TASK DETAILS:
For this exercise, repeat each entry exactly as written.

##### SUPPLIED DATA

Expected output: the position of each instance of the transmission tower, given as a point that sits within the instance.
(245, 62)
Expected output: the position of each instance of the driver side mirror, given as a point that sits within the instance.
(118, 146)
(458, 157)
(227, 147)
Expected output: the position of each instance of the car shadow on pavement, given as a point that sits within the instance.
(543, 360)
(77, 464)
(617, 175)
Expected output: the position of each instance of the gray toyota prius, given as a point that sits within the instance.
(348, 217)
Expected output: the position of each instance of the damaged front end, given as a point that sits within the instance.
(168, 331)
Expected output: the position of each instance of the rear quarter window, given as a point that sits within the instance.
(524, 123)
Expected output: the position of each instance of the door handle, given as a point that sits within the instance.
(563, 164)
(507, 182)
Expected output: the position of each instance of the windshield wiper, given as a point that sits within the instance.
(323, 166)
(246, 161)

##########

TASK RESULT:
Expected output: the position of each instance of the transmission tower, given as a point that sits within the instance.
(245, 62)
Expected output: the position of each instance of the driver side mirror, given as a point that sits within the instance.
(118, 146)
(458, 157)
(227, 147)
Expected output: the position of each instance of the car shadow on pavement, given as a point that sits within the instance.
(543, 360)
(77, 464)
(617, 175)
Expected output: the position of each instance of the gray toyota prius, given as a point that sits within the instance.
(348, 217)
Expected output: the position of each instance of the damaged front end, given as a point that sits within the instance.
(168, 331)
Expected output: the position of each instance of the rear quarter window, given as a point that sits within the instance.
(524, 123)
Expected output: the position of each instance of the door handle, given as a point that sits within the instance.
(563, 164)
(507, 182)
Expected output: the position of each instance of the windshield wiper, given as a point that sits within the instance.
(323, 166)
(246, 161)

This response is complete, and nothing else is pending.